Problem details:
Turn every line of the entries below into a numbered list, skipping blank lines and leaving out the pictures.

Start of Dataset records

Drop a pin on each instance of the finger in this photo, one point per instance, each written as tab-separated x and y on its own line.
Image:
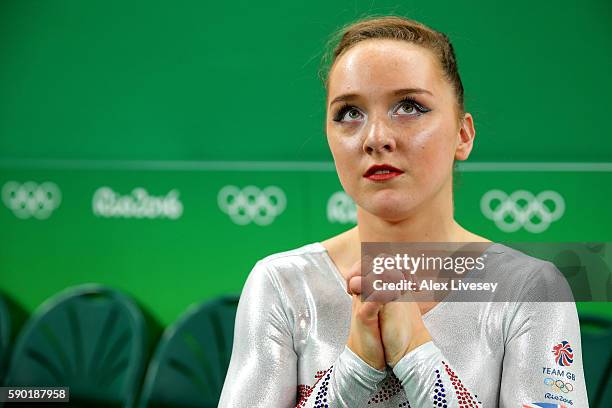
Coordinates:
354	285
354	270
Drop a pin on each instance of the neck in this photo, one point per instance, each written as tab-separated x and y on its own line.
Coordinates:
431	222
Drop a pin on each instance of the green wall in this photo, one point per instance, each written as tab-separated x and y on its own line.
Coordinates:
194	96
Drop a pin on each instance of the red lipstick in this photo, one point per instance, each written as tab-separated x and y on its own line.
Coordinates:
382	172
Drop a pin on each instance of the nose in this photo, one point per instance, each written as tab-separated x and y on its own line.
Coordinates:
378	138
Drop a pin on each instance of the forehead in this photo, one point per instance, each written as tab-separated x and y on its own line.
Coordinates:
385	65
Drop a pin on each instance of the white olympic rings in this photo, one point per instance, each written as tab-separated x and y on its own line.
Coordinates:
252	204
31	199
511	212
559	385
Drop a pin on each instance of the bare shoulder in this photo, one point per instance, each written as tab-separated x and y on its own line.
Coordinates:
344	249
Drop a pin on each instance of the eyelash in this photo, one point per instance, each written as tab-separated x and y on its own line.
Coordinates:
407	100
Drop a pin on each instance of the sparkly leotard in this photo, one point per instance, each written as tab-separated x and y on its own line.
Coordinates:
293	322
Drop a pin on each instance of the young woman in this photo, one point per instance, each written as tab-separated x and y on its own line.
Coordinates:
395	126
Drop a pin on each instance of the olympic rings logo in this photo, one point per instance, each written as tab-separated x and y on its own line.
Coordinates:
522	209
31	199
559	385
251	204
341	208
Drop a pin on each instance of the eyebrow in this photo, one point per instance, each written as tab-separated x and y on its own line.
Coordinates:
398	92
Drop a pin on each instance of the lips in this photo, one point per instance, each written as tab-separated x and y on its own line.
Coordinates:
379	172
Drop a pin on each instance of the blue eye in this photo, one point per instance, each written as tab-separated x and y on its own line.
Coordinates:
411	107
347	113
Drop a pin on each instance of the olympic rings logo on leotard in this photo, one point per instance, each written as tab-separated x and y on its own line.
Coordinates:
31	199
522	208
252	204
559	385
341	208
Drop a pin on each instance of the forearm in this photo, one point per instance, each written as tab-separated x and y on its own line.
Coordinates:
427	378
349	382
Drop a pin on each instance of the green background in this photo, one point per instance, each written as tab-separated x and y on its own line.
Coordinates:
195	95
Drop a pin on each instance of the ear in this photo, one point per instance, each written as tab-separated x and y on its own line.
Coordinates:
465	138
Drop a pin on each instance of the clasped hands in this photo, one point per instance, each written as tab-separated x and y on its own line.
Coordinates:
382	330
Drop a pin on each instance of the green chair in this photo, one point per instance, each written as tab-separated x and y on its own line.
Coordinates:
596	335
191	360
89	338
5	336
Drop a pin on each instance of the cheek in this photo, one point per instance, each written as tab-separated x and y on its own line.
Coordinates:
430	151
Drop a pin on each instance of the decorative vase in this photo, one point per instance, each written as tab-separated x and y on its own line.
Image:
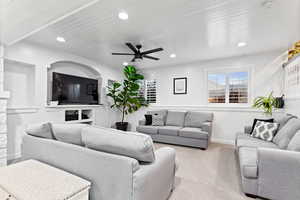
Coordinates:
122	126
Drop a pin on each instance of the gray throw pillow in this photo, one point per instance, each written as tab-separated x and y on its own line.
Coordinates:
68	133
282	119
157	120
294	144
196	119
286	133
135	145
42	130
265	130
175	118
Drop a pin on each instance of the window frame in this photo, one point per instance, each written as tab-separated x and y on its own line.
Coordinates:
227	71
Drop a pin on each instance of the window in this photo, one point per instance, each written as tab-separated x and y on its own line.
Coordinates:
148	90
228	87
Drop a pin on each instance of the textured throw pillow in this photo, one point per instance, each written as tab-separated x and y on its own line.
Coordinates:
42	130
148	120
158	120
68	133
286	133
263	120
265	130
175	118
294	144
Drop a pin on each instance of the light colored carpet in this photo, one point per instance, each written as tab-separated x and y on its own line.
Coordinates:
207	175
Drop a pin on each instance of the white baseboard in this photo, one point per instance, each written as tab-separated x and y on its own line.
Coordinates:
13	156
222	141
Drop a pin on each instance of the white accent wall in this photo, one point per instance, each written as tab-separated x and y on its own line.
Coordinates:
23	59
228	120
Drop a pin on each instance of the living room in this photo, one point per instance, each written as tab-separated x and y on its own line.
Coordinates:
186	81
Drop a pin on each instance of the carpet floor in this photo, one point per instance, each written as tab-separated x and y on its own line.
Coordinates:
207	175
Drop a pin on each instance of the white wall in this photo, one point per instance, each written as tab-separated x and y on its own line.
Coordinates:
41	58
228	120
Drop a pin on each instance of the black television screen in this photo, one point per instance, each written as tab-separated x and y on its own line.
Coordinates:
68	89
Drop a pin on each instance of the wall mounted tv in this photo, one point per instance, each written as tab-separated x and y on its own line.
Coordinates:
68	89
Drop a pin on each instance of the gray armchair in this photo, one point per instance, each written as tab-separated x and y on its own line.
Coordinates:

End of Dataset records

Solved problem:
1. Drop a pin on each instance of the finger in this photo, one point per instance, each written as tab-separated x and y on its own line.
2. Image:
3. Coordinates:
4. 354	285
5. 354	270
6. Drop a pin on each instance of the neck in this photo, one point per instance, each written as tab-separated x and y on its own line.
7. Coordinates:
8. 431	222
9. Drop a pin on each instance of the green wall in this photo, one point per instance, each written as tab-separated x and y on its own line.
10. Coordinates:
11. 194	96
12. Drop a pin on each instance of the red lipstick in this photo, one point per instance, each written as tab-separated x and y on its own line.
13. Coordinates:
14. 382	172
15. Drop a pin on each instance of the nose in this photo, one point per instance, each written as tab-separated x and y on its own line.
16. Coordinates:
17. 378	138
18. Drop a pin on each instance of the forehead in this photo, one point per instance, each written as tab-separated x and y on its own line.
19. Coordinates:
20. 385	65
21. Drop a pin on each instance of the white olympic rings in this photo, one point per instance, each written as tab-separated x and y on its own line.
22. Coordinates:
23. 252	204
24. 31	199
25. 511	212
26. 559	385
27. Drop a pin on each instance of the bare shoulder in this photo, one point per instance, each written as tab-separated x and y on its own line.
28. Coordinates:
29. 344	249
30. Drop a pin on each instance of the eyelash in this photo, one point per instance, each written as tab-separated x and y on its own line.
31. Coordinates:
32. 407	100
33. Drop a pin on each instance of the sparkly leotard in this photo, one point per instance, each written as tab-separated x and y on its own line.
34. Coordinates:
35. 293	322
36. Drop a pin on each instance of the young woman in this photo, one point per instance, each written as tab-separated x and y on its own line.
37. Coordinates:
38. 395	126
39. Drop a pin on each instance of the olympic rings logo in this photo, one point per instance, each written as tab-separated x and y on its own line.
40. Coordinates:
41. 522	209
42. 31	199
43. 559	385
44. 251	204
45. 341	208
46. Drop a pin on each instance of the eyebrow in this photo, one point per instance, each written as tab-separated x and y on its own line.
47. Coordinates:
48. 398	92
49. Drop a pin on each instance of the lips in this photo, one point per instance, each written as tab-separated x and y on its own line.
50. Coordinates:
51. 379	172
52. Drop a pin on each instance of the blue eye in this photo, one point per instance, each written as tab-separated x and y on its own line.
53. Coordinates:
54. 411	107
55. 347	113
56. Drop a pin on each instance of the olympic rings logo on leotard in this photo, one point per instance, each written as tab-separated x and y on its own line.
57. Coordinates:
58. 31	199
59. 522	208
60. 252	204
61. 559	385
62. 341	208
63. Drop a pin on each instance of the forearm in this photo, one point per instance, each written as tab-separated x and y on its own line.
64. Coordinates:
65. 427	378
66. 349	382
67. Drop a pin on each instance of the green background in this photo, one point per instance, each written as tab-separated x and y on its own line.
68. Coordinates:
69. 195	95
70. Drop a pin on each instance of the ear in this photo, one point per instance, each written as tab-separated x and y on its own line.
71. Coordinates:
72. 465	138
73. Drop a pin on each instance of the clasped hands in this photo, one point per instance, each written as tab-separated x and y on its own line.
74. Coordinates:
75. 382	330
76. Drop a pin on each instance of the green chair in this photo, one point per instance, each written as tab-separated x and y on its own line.
77. Coordinates:
78. 596	335
79. 191	360
80. 89	338
81. 5	336
82. Drop a pin on each instance of the cheek in this photo, one point per instance, each written as tab-separated x and y on its own line.
83. Coordinates:
84. 430	151
85. Drop a pin on each instance of the decorative vase in this photo, one point per instance, each written as tab-separated x and y on its own line.
86. Image:
87. Coordinates:
88. 122	126
89. Drop a pin on each instance of the gray throw pillow in this photo, one point per instance, each written as tab-separated x and y on its own line.
90. Coordinates:
91. 68	133
92. 282	119
93. 157	120
94. 294	144
95. 196	119
96. 286	133
97. 135	145
98. 42	130
99. 265	130
100. 175	118
101. Drop a pin on each instance of the window frame in this photo, one point per instance, each written as tab-separated x and y on its own line.
102. Coordinates:
103. 227	71
104. Drop a pin on each instance of the window in this photo, one point per instance, each written as tab-separated x and y on its own line.
105. Coordinates:
106. 148	90
107. 228	87
108. Drop a pin on each instance of the textured throw pillow in this photo, one point per instance, each written as tab-separated x and y on its own line.
109. Coordinates:
110. 42	130
111. 148	120
112. 158	120
113. 68	133
114. 286	133
115. 263	120
116. 265	130
117. 175	118
118. 294	144
119. Drop a pin on each instance of the light colored carpet in this photo, one point per instance, each written as tab-separated x and y on its own line.
120. Coordinates:
121. 207	175
122. Drop a pin on each instance of the white baseboard in this photo, one point per instance, each written as tab-separated x and y on its own line.
123. Coordinates:
124. 13	156
125. 222	141
126. Drop a pin on each instance of the white accent wall in this photo, one point per instance, each written as tab-separated x and y on its own line.
127. Coordinates:
128. 23	59
129. 228	120
130. Drop a pin on each instance of the living room in this photo, one point per instance, each written as tab-separated x and y on its own line.
131. Coordinates:
132. 186	81
133. Drop a pin on each instance of the carpet floor in this photo, one point per instance, each written as tab-separated x and y on its own line.
134. Coordinates:
135. 207	175
136. Drop a pin on each instance of the white wall in this photo, one point per instance, each written as tab-separated x and y on its own line.
137. Coordinates:
138. 41	58
139. 228	120
140. Drop a pin on each instance of the black television screen in this photo, one point per instance, each written as tab-separated x and y on its own line.
141. Coordinates:
142. 68	89
143. Drop a pin on each instance of the wall mounted tv in this photo, one point per instance, each written as tab-separated x and y on its own line.
144. Coordinates:
145. 68	89
146. Drop a pin on each instance of the gray armchair in this photo, one point per instance, each written as tab-separated x and y on its own line.
147. Coordinates:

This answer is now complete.